■ Do this
Copy out every line of this listing word for word.

[Detection listing]

══════════

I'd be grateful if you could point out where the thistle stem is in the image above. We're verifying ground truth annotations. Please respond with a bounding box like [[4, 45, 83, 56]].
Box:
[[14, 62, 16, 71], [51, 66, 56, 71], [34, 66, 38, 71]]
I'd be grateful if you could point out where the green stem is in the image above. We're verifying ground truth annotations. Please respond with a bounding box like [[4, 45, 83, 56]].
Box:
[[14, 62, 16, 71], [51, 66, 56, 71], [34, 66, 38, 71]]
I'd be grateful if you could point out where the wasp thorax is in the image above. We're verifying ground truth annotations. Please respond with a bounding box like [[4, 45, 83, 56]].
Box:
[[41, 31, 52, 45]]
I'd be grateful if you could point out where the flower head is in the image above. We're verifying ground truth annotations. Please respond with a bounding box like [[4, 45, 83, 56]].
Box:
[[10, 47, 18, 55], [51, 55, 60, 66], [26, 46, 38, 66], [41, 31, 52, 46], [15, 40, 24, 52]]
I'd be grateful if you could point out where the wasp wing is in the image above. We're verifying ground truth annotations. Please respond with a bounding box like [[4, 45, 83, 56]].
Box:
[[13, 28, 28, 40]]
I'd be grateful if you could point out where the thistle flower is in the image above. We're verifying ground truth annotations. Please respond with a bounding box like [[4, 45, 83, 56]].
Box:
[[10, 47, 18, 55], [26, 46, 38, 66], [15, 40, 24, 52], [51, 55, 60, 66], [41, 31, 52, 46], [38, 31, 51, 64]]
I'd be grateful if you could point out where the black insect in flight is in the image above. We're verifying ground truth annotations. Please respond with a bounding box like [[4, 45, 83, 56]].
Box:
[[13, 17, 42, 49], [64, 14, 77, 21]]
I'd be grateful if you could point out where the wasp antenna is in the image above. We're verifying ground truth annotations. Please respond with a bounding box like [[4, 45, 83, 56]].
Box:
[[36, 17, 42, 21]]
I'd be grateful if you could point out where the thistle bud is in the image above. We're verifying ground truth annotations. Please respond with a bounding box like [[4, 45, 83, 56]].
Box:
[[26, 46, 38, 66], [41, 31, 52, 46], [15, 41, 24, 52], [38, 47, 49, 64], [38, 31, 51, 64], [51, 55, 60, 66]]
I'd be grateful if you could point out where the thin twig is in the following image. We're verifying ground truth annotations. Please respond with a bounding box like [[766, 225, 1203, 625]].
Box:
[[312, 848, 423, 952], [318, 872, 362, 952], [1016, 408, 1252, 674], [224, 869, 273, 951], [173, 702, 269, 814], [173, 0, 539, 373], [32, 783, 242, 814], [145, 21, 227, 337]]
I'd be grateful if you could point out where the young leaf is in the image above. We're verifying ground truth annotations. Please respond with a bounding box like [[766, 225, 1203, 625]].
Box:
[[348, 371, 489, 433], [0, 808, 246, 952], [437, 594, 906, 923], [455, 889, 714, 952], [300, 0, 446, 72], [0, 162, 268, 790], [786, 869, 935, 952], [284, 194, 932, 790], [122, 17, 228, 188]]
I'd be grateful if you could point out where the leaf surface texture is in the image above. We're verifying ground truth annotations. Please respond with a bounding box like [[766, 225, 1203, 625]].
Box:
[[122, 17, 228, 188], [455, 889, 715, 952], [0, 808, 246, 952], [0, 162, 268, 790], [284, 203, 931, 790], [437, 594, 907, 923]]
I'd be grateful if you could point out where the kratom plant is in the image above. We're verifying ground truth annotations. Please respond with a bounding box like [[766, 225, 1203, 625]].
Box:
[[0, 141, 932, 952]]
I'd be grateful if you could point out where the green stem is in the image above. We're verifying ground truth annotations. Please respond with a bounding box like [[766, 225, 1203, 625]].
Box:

══════════

■ Expected output
I'd be grateful if you could point out where the thistle stem is in the image above. We're verifying ground truth annotations. Please respond with a bounding box like [[4, 45, 83, 56]].
Box:
[[14, 62, 16, 71], [51, 66, 56, 71], [34, 66, 38, 71]]
I'd be grateful if you could point out where the green stem is in the image above. We're verifying ground truth annotations. Please respond with a bounding box like [[4, 45, 83, 56]].
Box:
[[14, 62, 16, 71], [51, 66, 56, 71], [34, 66, 38, 71]]
I'd be grateful if you could point out where the wasp thorax is in the image above. We're verifying ground truth annotations. Please respond with a bounding box like [[4, 45, 83, 56]].
Box:
[[41, 31, 52, 45]]
I'd be grateful if you could point out where the flower head is in the image above. We're verifying ground truth annotations. Please respond with a bounding box like [[4, 45, 83, 56]].
Box:
[[10, 47, 18, 55], [51, 55, 60, 66], [26, 46, 38, 66], [41, 31, 52, 46], [15, 40, 24, 52]]
I'd be grateful if you could point out where the wasp wing is in the image above. We're verifying ground truth annotations. Please respond with a bounding box like [[4, 45, 83, 56]].
Box:
[[13, 28, 28, 40]]
I'd be grateful if you could point out where the thistle flower is in the image above. We're verifying ground truth annotations. Please respond with a bounding box like [[4, 45, 83, 56]].
Box:
[[10, 47, 18, 55], [26, 46, 38, 66], [15, 40, 24, 52], [51, 55, 60, 66], [41, 31, 52, 46], [38, 31, 51, 64]]
I'd be grateful if you could point out where the black insect in flight is in the image above. We're verifying ground truth annotations. Please respond with a bounding box like [[4, 45, 83, 56]].
Box:
[[13, 17, 42, 49], [64, 14, 77, 21]]
I'd be grateful if you could point out where the wasp antenna is in the image above. We're verifying ground truth annotations. Please respond with a bounding box like [[4, 45, 83, 56]].
Box:
[[36, 17, 42, 21]]
I'd be grateful if you could point out where the thistle bud is in the image above. We're verifying ground truth annotations. Please respond with a bounding box like [[4, 45, 83, 56]].
Box:
[[26, 46, 38, 66], [41, 31, 52, 46], [15, 41, 24, 52], [38, 47, 49, 64], [38, 31, 51, 64], [51, 55, 60, 66]]
I'd be grateful if you could point out where the thin twig is in the following image. We're verifying ground truth annotations. Please respond with a bounding box like [[766, 225, 1203, 625]].
Box:
[[312, 848, 423, 952], [318, 872, 362, 952], [1016, 408, 1252, 674], [224, 869, 273, 951], [173, 702, 269, 814], [173, 0, 539, 373], [32, 783, 242, 814], [145, 21, 227, 337]]
I'd be grateful if you could point out where the young leaf is in the image above. We're verifying ground truth annotations. Please respond with a bounding box like [[766, 225, 1203, 625]].
Box:
[[348, 371, 489, 433], [0, 808, 246, 952], [437, 594, 906, 923], [455, 889, 714, 952], [300, 0, 446, 72], [0, 162, 268, 790], [786, 869, 935, 952], [284, 194, 932, 790], [122, 17, 228, 188]]
I'd be grateful if you could point out where the leaf surface texture is in the image above. We're verifying ground truth annotations. Please respond with a bounding box like [[766, 225, 1203, 625]].
Box:
[[122, 17, 228, 188], [455, 889, 715, 952], [0, 808, 246, 952], [0, 162, 268, 790], [284, 203, 931, 790], [437, 594, 907, 923]]
I'd be grateful if you could point out where the kratom plant is in the image above. We're verifying ground truth annotations. Please respond with a bounding box like [[766, 225, 1203, 625]].
Box:
[[0, 141, 932, 952]]
I'd be grateful if you could point out where the green stem is in the image above. We're verifying ground truth annotations. Please respond with a bounding box like [[766, 225, 1203, 625]].
Box:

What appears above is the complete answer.